[Dataset entries Boundary: Start]

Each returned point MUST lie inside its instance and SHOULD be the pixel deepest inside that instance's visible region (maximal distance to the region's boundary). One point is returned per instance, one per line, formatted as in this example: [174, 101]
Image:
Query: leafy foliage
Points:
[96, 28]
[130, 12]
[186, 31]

[Dataset entries Boundary: End]

- **Exercise goal**
Return each entry above exactly, leaving none out.

- **Response area**
Each returned point MUST lie inside its instance and SHOULD be the pixel deepest inside that instance's visible region (maximal distance to the region's boundary). One point is returned per instance, one per line, formatted as in this example: [174, 101]
Image:
Query: leafy foliage
Points:
[96, 28]
[130, 12]
[186, 31]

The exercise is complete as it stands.